● DATA TO PROCESS:
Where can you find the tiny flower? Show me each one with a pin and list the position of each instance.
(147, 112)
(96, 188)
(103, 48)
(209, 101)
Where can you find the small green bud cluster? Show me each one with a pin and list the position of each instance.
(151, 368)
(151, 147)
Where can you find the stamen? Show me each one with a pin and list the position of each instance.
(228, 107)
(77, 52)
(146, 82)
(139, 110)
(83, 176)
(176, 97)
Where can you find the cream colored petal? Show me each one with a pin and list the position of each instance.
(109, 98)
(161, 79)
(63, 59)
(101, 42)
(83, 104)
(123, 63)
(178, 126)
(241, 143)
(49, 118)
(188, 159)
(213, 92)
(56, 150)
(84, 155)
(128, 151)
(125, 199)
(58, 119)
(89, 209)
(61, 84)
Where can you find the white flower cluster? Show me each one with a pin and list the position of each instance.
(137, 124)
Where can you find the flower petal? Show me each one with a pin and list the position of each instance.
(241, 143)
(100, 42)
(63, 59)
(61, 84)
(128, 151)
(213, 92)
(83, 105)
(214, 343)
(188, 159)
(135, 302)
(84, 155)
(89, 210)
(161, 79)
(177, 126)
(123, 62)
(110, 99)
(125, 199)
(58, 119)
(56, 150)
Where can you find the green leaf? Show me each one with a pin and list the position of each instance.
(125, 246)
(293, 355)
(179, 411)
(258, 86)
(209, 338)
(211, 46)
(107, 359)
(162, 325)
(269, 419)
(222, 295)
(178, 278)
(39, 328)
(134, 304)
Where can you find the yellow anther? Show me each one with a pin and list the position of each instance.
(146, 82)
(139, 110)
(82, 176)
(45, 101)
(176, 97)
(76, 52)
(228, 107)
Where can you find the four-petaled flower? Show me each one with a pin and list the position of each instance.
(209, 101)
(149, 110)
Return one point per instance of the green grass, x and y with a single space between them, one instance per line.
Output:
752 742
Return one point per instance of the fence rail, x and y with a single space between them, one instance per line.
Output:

● TASK STATEMENT: Out of the entries, pull every line that mentions "space".

● OUTPUT:
Return one point per instance of the green grass, x and y with a single space between them, one instance per line.
Return one point per instance of the fence rail, x and y with a single space between them, one instance per line.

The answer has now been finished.